*** RECORDS FOR THIS TASK
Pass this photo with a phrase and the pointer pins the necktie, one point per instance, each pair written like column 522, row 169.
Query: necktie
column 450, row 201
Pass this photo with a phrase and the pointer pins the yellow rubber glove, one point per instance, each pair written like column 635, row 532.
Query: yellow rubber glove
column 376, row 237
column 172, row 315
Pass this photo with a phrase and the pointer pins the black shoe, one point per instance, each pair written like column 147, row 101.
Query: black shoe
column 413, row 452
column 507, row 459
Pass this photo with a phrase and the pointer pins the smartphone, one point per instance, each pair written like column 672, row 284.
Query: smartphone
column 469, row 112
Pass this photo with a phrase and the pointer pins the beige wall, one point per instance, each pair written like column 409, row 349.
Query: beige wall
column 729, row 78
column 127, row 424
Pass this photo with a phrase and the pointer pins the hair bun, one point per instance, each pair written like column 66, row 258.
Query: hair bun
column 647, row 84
******
■ **EXERCISE DIRECTIONS**
Copy out all of the material above word for word, from start to finish.

■ **THE ANSWER**
Pass this photo with a phrase and the pointer pins the necktie, one point per instance, each pair written like column 522, row 169.
Query: necktie
column 450, row 201
Pass this photo with a phrase and the pointer pins the yellow rubber glove, one point per instance, each pair written like column 635, row 532.
Query: yellow rubber glove
column 376, row 237
column 172, row 315
Pass this photo with a phrase and the pointer pins the black shoe, one point per instance, each pair written like column 147, row 101.
Query: black shoe
column 413, row 452
column 507, row 459
Pass this photo with a phrase and the pointer pins the smartphone, one point per instance, each pair written like column 672, row 284.
Query: smartphone
column 469, row 112
Pass this photo with a phrase and the pointer pins the beige wall, one point per instance, each pair written like column 409, row 349.
Query: beige wall
column 729, row 78
column 127, row 424
Pass this photo with a phrase and the pointer pins the hair bun, one point per instance, each pair written like column 66, row 258.
Query: hair bun
column 647, row 84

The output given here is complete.